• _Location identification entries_
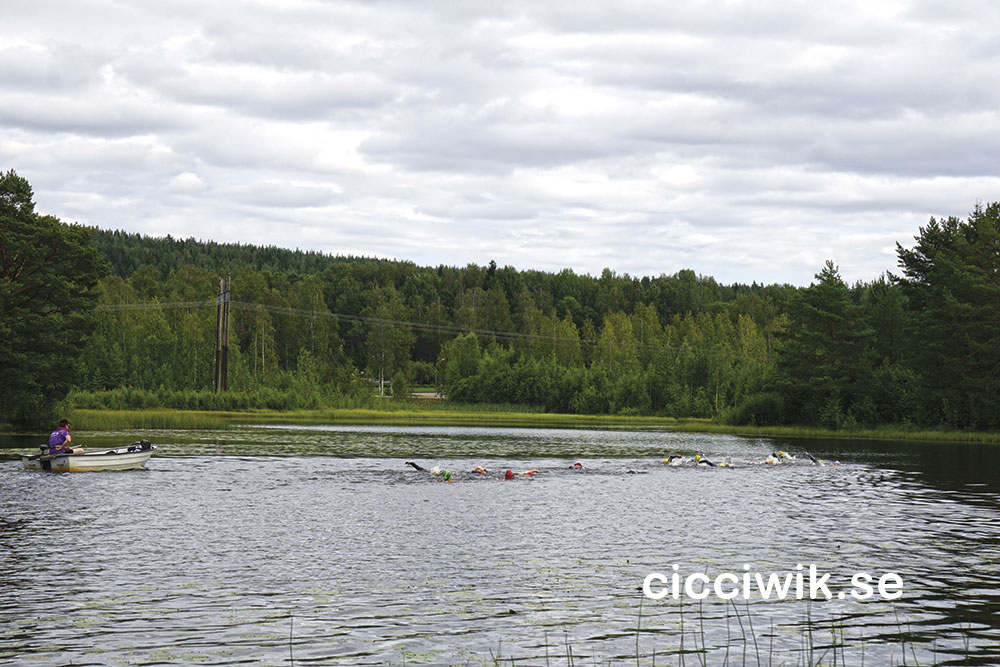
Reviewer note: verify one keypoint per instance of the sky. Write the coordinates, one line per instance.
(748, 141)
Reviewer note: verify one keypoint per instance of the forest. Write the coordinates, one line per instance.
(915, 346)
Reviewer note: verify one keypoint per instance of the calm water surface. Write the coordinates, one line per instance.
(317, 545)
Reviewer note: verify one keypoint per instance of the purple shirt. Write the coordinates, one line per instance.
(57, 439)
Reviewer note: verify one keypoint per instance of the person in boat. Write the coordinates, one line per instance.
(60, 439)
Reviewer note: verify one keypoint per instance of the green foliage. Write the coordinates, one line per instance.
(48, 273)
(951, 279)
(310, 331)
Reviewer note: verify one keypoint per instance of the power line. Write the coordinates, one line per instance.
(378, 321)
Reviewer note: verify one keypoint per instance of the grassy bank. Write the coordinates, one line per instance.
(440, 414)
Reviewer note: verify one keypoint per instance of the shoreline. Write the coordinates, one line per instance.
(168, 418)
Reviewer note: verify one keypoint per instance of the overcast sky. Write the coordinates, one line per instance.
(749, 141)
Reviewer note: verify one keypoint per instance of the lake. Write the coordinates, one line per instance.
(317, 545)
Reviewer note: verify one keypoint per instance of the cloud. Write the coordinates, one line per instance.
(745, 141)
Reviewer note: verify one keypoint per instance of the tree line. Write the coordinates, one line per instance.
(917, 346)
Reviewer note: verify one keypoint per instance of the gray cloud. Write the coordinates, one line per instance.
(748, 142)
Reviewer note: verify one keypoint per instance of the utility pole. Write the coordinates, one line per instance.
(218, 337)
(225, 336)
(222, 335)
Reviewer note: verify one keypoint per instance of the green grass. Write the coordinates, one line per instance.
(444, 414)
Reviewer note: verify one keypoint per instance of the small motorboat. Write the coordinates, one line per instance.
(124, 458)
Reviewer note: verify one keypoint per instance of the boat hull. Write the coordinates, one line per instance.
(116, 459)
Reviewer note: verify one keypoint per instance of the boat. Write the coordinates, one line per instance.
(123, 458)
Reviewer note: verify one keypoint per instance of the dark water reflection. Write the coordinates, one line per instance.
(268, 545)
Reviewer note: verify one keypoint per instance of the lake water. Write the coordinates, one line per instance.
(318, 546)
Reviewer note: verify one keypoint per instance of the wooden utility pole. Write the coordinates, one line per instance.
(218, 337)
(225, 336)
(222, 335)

--

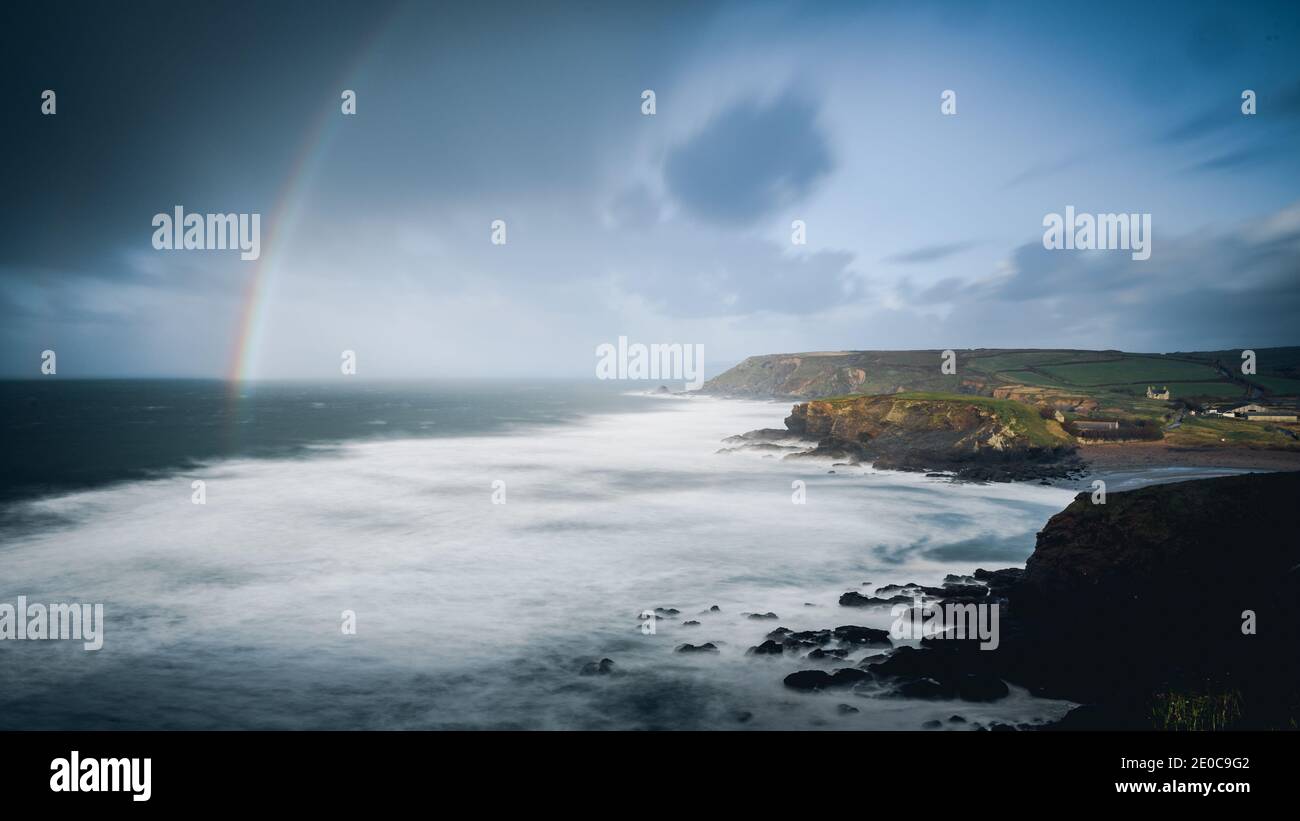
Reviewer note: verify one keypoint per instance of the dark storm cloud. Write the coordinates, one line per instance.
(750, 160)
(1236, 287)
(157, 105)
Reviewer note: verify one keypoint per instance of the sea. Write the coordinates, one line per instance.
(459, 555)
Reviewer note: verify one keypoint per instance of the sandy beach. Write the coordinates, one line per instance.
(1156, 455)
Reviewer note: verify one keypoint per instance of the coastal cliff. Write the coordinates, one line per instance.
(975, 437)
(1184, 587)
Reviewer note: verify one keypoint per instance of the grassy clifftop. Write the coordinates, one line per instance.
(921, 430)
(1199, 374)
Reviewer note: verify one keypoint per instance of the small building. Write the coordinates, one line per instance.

• _WHAT THE TASK ASKS_
Give the items in the stretch from the line containing "Reviewer note: verify one keypoint per instance of the sandy" through the line containing "(1184, 587)" as a two-column CSV with the columns item and points. Make one row per item, put each field in quotes, and turn line breaks into spaces.

• _EXERCISE RESPONSE_
item,points
"Reviewer note: verify one keypoint per instance of the sandy beach. Write the coordinates, one line per instance.","(1156, 455)"
"Reviewer note: verify one keypoint per instance of the coastal cliff. Write the coordinates, one line per instance.","(975, 437) (1184, 587)"